EXERCISE INSTRUCTIONS> Retype only the stretch of lines that starts with the line containing "Where can the blue" and ends with the last line of the records, both included, exactly.

DATA IN THIS EXERCISE>
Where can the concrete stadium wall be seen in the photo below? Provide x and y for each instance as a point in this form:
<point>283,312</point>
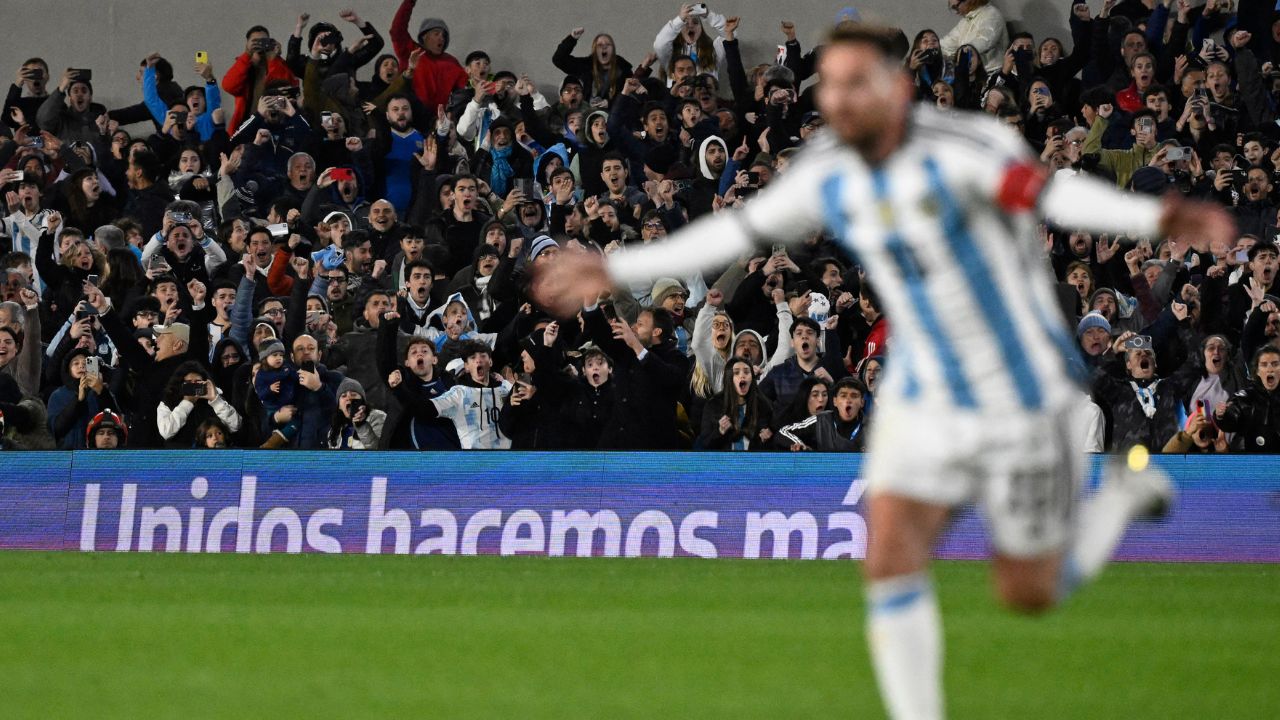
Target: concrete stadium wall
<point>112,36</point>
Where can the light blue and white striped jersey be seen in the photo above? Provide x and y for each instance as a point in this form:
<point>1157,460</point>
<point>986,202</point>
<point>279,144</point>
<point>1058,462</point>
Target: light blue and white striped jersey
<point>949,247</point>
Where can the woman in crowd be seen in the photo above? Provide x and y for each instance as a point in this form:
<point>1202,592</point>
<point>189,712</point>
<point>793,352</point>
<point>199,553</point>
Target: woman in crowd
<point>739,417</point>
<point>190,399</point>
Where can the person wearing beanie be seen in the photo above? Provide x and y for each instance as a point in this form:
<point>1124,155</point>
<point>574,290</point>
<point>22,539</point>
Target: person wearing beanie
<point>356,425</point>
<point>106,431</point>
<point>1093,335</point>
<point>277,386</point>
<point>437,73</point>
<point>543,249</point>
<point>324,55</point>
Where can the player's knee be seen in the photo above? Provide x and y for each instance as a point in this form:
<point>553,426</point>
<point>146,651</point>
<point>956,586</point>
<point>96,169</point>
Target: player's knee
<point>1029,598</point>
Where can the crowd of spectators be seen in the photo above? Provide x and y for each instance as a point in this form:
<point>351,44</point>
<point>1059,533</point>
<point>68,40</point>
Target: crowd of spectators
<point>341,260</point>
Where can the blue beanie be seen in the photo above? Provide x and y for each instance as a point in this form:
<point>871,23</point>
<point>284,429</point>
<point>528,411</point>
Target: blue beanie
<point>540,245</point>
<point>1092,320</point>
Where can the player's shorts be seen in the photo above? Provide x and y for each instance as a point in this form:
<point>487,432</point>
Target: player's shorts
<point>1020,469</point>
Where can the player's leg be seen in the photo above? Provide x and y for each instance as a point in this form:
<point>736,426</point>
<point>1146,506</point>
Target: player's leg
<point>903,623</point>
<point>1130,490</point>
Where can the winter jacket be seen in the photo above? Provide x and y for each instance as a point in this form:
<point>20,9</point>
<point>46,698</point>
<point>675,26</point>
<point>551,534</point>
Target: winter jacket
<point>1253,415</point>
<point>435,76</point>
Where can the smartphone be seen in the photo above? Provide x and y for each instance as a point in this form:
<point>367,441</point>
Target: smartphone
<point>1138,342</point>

ANSWER TO THE EXERCISE>
Where can the blue beanie be seen in the photo above? Provide x and y for each instance as a point in this form:
<point>871,23</point>
<point>284,429</point>
<point>528,411</point>
Target: blue beanie
<point>540,245</point>
<point>1092,320</point>
Where can the player's shorts be seen in the photo above? Provide x and y for each instance as a point in this form:
<point>487,432</point>
Target: player's shorts
<point>1020,469</point>
Where can the player's leg be seen in the photo above? Provide x and y for each instance as a point in this form:
<point>736,426</point>
<point>1146,506</point>
Target: player's leg
<point>903,623</point>
<point>1130,490</point>
Where can the winter jacket be seen in the photo above? Provide x and y for each instance as a point in this form:
<point>20,9</point>
<point>46,698</point>
<point>675,26</point>
<point>551,534</point>
Target: winter jacket
<point>1253,415</point>
<point>435,76</point>
Where can the smartphone be seen in the photo above? Provide x and y for each instance as a point in this form:
<point>367,441</point>
Target: smartphone
<point>1138,342</point>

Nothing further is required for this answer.